* WHAT TO WORK ON *
All lines below must be repeated exactly, with the pictures omitted.

--- RECORDS SHOWN ---

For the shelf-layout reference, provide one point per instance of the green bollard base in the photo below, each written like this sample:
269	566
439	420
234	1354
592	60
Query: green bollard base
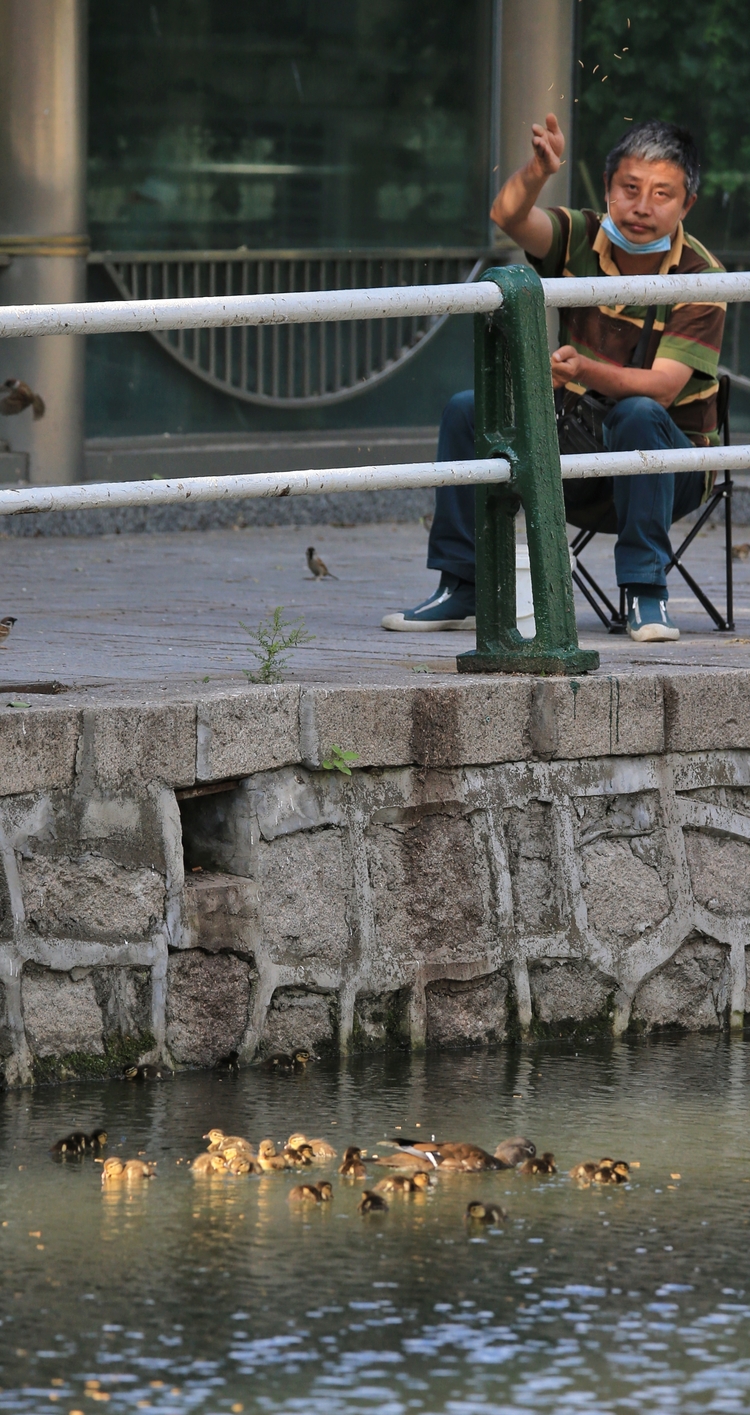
556	661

---

* OUTPUT BELOW *
For the shelf-layout reference, provide one point per instance of the green bollard base in the photo below, each written like this sample:
269	566
439	420
234	1354
592	60
Query: green bollard base
556	661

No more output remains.